**Requirements:**
Reproduce word for word the part of the embedding classifier code below, starting with "def fit(self, X, Y, classifier" and going on through "List of documents(strings)".

**Text excerpt:**
- data from [link](https://lazyprogrammer.me/course_files/deepnlp_classification_data.zip)

In [1]:
import numpy as np
from gensim.models import KeyedVectors
import os
from sklearn.metrics.pairwise import pairwise_distances
import nltk
from nltk.stem import WordNetLemmatizer
from nltk.corpus import stopwords
from sklearn.tree import DecisionTreeClassifier
from sklearn.ensemble import ExtraTreesClassifier, RandomForestClassifier
from sklearn.linear_model import LogisticRegression
from sklearn.naive_bayes import CategoricalNB

In [20]:
class EmbeddingClassifier :
    def __init__(self, embedding_type = 'word2vec') :
        self.embedding = None
        self.type = None
        self.stop_words = [line for line in open(os.path.join('..', 'NLP', 'data', 'stopwords.txt'), encoding='utf-8')]
        self.stop_words = set((stopwords.words('english') + self.stop_words))
        self.model = None
        self.word_net_lemmatizer = WordNetLemmatizer()
        self.type = embedding_type
        if embedding_type == 'word2vec' :
            self.embedding = KeyedVectors.load_word2vec_format(
                os.path.join('data', 'GoogleNews-vectors-negative300.bin'),
                binary=True
            )
            
            
        else :
            self.embedding = {}
            with open(os.path.join('data', 'glove.6B', 'glove.6B.50d.txt'), encoding='utf-8') as f:
                for line in f :
                    split = line.split()
                    self.embedding[split[0]] = np.fromiter(split[1:], dtype=np.float32)

    
    def my_tokenize(self, s) :
        #s = s.lower()
        #s = re.sub(r"\d", "", s)
        #s = s.translate(str.maketrans('', '', string.punctuation))
        #tokens = nltk.tokenize.word_tokenize(s)
        #tokens = [self.word_net_lemmatizer.lemmatize(token) for token in tokens if token not in self.stop_words]
        tokens = s.split()
        return tokens
    
    def fit(self, X, Y, classifier = None) :
        '''
        Trains on list of document strings
        -------------------------------
        params :
        
        X : List of documents(strings)

**Supplied records:**
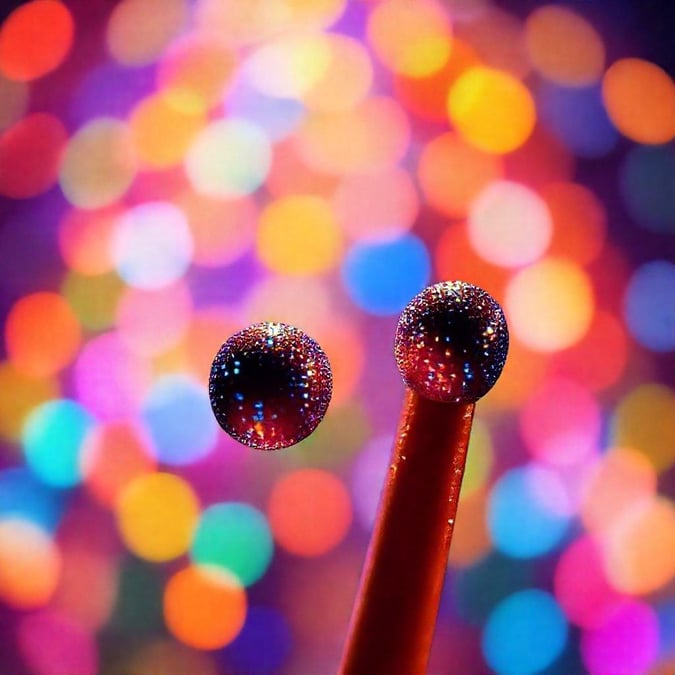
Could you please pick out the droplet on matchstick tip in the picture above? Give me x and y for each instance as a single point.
(451, 342)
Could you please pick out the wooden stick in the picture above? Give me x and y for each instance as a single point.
(395, 614)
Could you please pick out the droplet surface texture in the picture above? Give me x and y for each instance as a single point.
(451, 342)
(270, 385)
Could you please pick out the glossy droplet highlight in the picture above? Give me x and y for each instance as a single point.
(451, 342)
(270, 385)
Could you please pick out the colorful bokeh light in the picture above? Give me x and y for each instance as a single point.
(173, 170)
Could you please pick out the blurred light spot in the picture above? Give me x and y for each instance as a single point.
(509, 224)
(161, 132)
(202, 339)
(480, 458)
(376, 206)
(27, 392)
(196, 72)
(345, 428)
(550, 304)
(110, 380)
(98, 164)
(496, 35)
(291, 174)
(427, 96)
(523, 517)
(525, 633)
(561, 422)
(114, 455)
(412, 40)
(84, 239)
(24, 497)
(650, 305)
(655, 441)
(156, 516)
(640, 100)
(640, 547)
(152, 245)
(35, 39)
(139, 30)
(542, 159)
(289, 65)
(563, 46)
(123, 87)
(620, 479)
(344, 346)
(491, 110)
(53, 436)
(455, 258)
(168, 657)
(375, 134)
(646, 180)
(42, 334)
(91, 570)
(13, 101)
(452, 173)
(178, 415)
(229, 158)
(264, 626)
(581, 585)
(151, 321)
(275, 298)
(258, 19)
(626, 643)
(579, 221)
(276, 117)
(381, 278)
(234, 537)
(30, 151)
(578, 118)
(204, 607)
(309, 512)
(30, 564)
(222, 231)
(298, 235)
(599, 359)
(346, 78)
(93, 298)
(52, 644)
(523, 372)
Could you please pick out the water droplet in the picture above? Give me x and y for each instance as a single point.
(451, 342)
(270, 385)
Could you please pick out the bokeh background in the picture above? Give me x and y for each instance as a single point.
(172, 170)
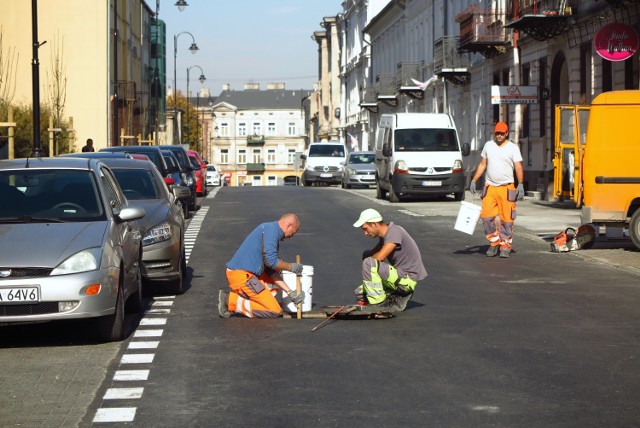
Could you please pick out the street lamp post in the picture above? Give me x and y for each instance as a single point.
(202, 80)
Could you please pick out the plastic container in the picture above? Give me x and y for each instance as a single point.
(468, 217)
(306, 281)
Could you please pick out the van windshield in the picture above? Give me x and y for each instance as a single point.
(328, 150)
(425, 140)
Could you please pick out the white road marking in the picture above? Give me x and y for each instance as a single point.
(123, 393)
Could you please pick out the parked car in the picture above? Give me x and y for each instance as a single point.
(163, 246)
(69, 248)
(152, 152)
(359, 170)
(177, 179)
(200, 169)
(213, 176)
(185, 166)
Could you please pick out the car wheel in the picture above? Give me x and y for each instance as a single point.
(135, 302)
(111, 327)
(634, 228)
(178, 285)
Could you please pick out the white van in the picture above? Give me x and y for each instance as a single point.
(324, 163)
(418, 154)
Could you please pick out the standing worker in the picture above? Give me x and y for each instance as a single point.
(499, 158)
(89, 146)
(390, 270)
(255, 266)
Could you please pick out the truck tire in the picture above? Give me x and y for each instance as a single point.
(634, 228)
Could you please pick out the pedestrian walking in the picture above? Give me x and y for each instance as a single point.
(390, 270)
(254, 272)
(89, 146)
(500, 158)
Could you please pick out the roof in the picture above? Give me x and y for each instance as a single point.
(271, 99)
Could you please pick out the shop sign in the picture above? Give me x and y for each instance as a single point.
(616, 42)
(514, 94)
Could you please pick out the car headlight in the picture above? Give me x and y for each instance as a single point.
(158, 233)
(82, 261)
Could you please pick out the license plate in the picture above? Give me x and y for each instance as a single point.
(20, 295)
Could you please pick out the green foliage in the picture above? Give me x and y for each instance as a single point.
(24, 144)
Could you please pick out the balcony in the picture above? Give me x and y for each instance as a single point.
(540, 19)
(448, 63)
(405, 76)
(387, 89)
(482, 30)
(255, 140)
(255, 167)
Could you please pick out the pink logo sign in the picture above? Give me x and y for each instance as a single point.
(616, 42)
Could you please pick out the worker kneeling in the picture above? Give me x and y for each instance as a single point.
(391, 269)
(254, 272)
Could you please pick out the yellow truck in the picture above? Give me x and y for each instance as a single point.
(597, 160)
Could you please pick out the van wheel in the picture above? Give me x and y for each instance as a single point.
(380, 194)
(393, 196)
(634, 228)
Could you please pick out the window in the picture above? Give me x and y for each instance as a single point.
(256, 128)
(271, 156)
(224, 129)
(242, 129)
(256, 154)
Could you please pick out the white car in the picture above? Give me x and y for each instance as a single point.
(213, 176)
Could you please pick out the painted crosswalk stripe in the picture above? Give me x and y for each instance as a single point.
(123, 393)
(131, 375)
(137, 358)
(115, 414)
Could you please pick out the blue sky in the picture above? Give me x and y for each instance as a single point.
(244, 41)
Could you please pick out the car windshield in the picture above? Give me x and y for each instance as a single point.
(426, 140)
(136, 183)
(50, 194)
(322, 150)
(362, 158)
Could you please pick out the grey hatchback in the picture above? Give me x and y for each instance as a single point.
(68, 245)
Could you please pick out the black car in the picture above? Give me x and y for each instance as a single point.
(185, 167)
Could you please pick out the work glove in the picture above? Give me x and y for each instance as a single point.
(296, 268)
(295, 297)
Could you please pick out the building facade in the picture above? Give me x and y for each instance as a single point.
(258, 134)
(445, 56)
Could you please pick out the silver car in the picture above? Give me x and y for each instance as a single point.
(163, 246)
(359, 170)
(68, 245)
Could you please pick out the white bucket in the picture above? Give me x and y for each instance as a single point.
(307, 286)
(468, 217)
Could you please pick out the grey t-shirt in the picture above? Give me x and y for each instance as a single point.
(406, 257)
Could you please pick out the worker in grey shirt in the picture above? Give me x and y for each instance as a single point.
(390, 270)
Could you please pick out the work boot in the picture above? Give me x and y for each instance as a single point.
(492, 251)
(223, 304)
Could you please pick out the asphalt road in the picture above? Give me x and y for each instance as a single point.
(535, 340)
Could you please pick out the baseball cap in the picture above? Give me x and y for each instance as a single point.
(368, 216)
(502, 127)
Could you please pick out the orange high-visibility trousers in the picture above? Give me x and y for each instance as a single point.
(499, 201)
(251, 296)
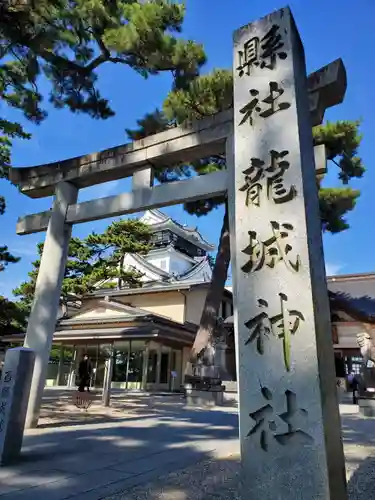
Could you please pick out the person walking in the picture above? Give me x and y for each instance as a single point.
(84, 374)
(353, 381)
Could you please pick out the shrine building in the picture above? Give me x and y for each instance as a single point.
(150, 330)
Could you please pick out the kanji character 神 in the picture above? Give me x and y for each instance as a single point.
(282, 326)
(272, 174)
(261, 52)
(263, 111)
(3, 406)
(270, 251)
(5, 392)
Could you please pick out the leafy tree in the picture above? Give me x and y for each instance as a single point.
(96, 260)
(67, 41)
(212, 93)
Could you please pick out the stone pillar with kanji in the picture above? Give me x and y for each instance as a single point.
(14, 396)
(290, 430)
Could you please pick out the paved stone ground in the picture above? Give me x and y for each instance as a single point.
(152, 448)
(89, 457)
(220, 479)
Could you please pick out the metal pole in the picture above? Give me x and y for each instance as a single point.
(106, 398)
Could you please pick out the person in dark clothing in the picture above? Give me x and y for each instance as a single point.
(84, 374)
(355, 385)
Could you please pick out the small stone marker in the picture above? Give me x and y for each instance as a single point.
(14, 396)
(290, 428)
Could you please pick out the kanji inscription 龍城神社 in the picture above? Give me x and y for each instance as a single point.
(268, 179)
(267, 422)
(261, 52)
(265, 107)
(281, 325)
(270, 251)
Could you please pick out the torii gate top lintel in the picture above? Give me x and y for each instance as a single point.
(195, 140)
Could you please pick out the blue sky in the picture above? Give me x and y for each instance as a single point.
(329, 29)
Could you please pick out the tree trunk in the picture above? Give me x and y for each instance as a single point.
(215, 292)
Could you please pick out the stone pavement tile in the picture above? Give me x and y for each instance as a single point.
(139, 480)
(22, 480)
(192, 483)
(163, 461)
(62, 489)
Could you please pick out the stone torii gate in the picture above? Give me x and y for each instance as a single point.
(287, 396)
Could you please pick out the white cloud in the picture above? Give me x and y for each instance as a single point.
(333, 268)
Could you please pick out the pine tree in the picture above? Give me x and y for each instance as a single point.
(68, 41)
(212, 93)
(97, 260)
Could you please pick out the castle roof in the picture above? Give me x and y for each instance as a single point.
(158, 221)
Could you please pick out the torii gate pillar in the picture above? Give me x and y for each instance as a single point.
(42, 320)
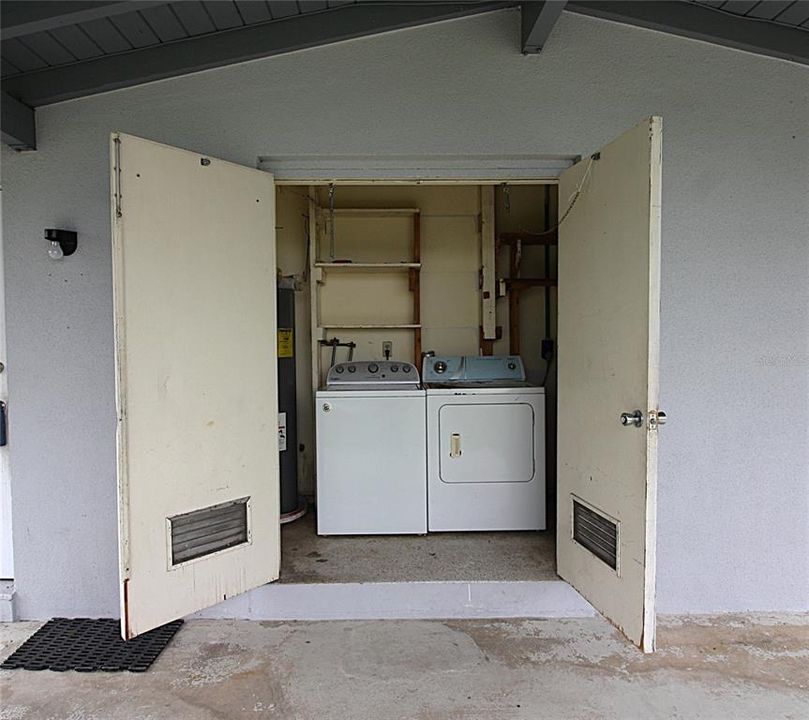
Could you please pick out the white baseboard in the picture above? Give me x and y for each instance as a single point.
(404, 600)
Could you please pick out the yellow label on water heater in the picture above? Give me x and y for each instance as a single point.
(286, 344)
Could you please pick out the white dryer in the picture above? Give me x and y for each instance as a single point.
(371, 450)
(485, 445)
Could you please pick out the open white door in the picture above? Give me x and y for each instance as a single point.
(194, 276)
(609, 316)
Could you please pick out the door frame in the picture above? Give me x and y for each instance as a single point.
(314, 171)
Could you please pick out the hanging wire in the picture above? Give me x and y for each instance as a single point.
(331, 222)
(575, 195)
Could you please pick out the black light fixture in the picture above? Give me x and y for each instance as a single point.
(63, 242)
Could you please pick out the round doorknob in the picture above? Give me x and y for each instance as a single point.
(634, 418)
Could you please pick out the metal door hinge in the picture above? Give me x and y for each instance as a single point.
(117, 176)
(656, 419)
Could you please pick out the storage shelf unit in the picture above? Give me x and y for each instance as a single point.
(369, 267)
(321, 234)
(369, 326)
(378, 212)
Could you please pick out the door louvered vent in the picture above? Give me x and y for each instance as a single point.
(597, 533)
(209, 530)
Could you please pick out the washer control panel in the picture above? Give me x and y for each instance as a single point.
(373, 372)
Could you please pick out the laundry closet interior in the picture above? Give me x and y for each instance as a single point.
(417, 381)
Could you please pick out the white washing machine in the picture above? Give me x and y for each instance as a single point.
(371, 450)
(485, 445)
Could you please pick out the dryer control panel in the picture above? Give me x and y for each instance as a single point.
(463, 369)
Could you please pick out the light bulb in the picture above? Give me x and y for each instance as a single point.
(55, 251)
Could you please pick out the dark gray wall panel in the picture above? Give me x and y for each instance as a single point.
(48, 49)
(253, 11)
(106, 35)
(134, 28)
(224, 14)
(22, 56)
(740, 7)
(768, 10)
(77, 41)
(796, 13)
(164, 23)
(8, 68)
(283, 8)
(193, 17)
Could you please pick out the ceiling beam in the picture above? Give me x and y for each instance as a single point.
(18, 125)
(702, 23)
(538, 19)
(113, 72)
(23, 18)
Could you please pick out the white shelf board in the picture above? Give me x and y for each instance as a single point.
(369, 326)
(376, 212)
(369, 267)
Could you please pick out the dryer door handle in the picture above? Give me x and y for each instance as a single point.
(455, 445)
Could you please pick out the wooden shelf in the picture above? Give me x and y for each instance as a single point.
(370, 326)
(369, 267)
(376, 212)
(547, 238)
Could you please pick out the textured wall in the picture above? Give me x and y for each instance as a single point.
(734, 496)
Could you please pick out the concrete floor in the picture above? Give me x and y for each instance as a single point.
(493, 556)
(706, 668)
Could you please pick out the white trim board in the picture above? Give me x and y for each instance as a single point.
(359, 169)
(404, 600)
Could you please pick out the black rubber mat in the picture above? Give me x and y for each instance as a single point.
(89, 645)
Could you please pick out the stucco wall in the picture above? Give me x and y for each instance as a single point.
(734, 470)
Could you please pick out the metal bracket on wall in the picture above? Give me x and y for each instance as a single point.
(117, 192)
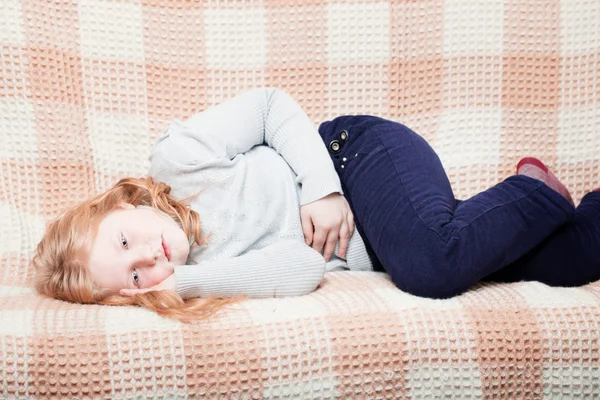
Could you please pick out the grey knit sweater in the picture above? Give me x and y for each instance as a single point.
(257, 158)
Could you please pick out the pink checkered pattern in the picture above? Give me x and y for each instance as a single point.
(87, 86)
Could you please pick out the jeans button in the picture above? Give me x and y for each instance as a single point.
(334, 146)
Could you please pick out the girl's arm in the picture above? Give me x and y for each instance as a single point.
(260, 116)
(286, 268)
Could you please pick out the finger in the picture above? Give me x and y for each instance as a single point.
(330, 244)
(319, 239)
(131, 292)
(344, 240)
(307, 227)
(350, 223)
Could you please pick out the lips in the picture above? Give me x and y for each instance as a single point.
(166, 249)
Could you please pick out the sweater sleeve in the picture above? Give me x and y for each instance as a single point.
(265, 116)
(286, 268)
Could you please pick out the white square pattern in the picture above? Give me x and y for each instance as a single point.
(235, 38)
(473, 27)
(19, 134)
(472, 132)
(578, 136)
(358, 32)
(25, 230)
(116, 140)
(11, 22)
(578, 20)
(111, 29)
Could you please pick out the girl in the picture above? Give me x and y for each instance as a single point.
(278, 200)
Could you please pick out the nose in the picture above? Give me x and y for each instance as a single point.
(148, 255)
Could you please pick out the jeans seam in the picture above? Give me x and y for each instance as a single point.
(537, 188)
(404, 185)
(457, 231)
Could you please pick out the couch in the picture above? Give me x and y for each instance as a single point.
(87, 86)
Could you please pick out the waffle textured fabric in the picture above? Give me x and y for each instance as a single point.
(87, 86)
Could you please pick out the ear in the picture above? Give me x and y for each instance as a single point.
(127, 206)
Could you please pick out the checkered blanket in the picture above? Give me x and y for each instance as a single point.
(87, 86)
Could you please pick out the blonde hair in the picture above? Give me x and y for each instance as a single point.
(60, 258)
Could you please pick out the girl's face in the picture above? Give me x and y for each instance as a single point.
(136, 248)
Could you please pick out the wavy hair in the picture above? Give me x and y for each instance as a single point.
(60, 258)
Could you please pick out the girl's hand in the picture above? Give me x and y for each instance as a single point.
(324, 221)
(167, 284)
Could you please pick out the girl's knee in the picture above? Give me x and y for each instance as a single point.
(431, 282)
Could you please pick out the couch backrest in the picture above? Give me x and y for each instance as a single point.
(86, 86)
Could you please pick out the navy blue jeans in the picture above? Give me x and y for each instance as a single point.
(435, 246)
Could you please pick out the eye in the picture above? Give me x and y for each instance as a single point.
(136, 278)
(124, 242)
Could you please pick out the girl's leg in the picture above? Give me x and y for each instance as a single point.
(570, 256)
(405, 210)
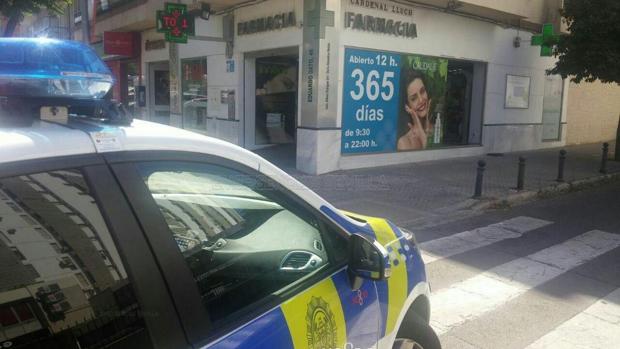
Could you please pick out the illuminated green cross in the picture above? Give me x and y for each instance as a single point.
(318, 18)
(175, 22)
(546, 40)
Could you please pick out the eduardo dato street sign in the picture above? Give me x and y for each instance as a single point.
(175, 22)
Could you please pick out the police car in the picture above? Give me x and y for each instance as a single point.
(120, 233)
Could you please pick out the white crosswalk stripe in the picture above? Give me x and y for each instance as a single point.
(488, 291)
(468, 240)
(596, 327)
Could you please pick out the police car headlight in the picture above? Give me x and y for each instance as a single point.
(409, 236)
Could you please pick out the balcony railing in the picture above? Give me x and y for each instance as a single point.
(105, 6)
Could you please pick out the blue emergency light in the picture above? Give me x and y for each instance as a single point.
(54, 80)
(40, 67)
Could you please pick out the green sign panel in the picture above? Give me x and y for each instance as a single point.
(546, 40)
(175, 22)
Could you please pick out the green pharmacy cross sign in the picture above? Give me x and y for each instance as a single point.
(175, 22)
(546, 40)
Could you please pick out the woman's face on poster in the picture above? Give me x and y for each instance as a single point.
(417, 98)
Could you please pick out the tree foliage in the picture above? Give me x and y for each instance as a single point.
(591, 50)
(14, 10)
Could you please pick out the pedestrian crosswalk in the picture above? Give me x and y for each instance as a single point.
(489, 291)
(469, 240)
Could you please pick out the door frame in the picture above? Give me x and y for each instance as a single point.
(150, 101)
(249, 92)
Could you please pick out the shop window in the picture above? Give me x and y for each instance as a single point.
(194, 85)
(552, 108)
(406, 102)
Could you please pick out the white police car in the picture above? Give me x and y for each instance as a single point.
(127, 234)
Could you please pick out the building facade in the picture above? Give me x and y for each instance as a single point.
(345, 83)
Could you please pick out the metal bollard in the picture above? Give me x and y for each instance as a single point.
(521, 175)
(479, 175)
(561, 161)
(603, 169)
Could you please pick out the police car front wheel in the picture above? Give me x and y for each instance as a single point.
(416, 334)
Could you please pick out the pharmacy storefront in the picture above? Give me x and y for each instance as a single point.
(355, 83)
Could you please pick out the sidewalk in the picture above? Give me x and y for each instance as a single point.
(432, 192)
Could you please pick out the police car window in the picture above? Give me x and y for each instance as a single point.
(241, 238)
(63, 283)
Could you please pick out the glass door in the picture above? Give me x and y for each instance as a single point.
(159, 104)
(276, 100)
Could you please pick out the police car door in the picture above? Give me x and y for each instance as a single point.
(269, 270)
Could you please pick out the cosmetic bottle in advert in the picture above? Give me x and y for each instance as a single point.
(437, 131)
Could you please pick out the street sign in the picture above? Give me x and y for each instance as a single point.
(176, 22)
(546, 40)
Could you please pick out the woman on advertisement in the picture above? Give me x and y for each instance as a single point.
(418, 105)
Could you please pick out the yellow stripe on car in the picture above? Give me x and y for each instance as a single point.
(397, 282)
(315, 318)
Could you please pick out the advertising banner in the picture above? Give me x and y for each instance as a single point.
(392, 102)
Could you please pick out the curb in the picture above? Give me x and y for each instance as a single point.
(546, 192)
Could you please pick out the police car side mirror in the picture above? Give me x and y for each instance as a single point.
(368, 259)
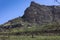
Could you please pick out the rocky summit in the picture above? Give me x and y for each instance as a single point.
(37, 14)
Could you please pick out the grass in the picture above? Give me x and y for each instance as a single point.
(29, 38)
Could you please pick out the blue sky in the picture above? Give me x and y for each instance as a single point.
(10, 9)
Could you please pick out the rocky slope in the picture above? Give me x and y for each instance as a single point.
(35, 14)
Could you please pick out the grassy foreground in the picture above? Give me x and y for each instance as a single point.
(29, 38)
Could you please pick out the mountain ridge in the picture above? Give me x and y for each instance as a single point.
(35, 14)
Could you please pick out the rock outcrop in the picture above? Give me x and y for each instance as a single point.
(39, 14)
(42, 14)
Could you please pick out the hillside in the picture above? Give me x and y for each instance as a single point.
(36, 17)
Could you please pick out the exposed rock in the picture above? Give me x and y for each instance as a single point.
(38, 14)
(42, 14)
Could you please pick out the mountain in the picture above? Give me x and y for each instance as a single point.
(36, 15)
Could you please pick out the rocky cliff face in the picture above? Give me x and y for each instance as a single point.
(42, 14)
(36, 13)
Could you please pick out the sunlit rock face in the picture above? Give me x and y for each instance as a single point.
(42, 14)
(37, 14)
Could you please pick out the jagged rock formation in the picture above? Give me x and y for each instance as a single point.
(39, 14)
(42, 14)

**Complete answer:**
def fit(self, X, Y, classifier = None) :
        '''
        Trains on list of document strings
        -------------------------------
        params :
        
        X : List of documents(strings)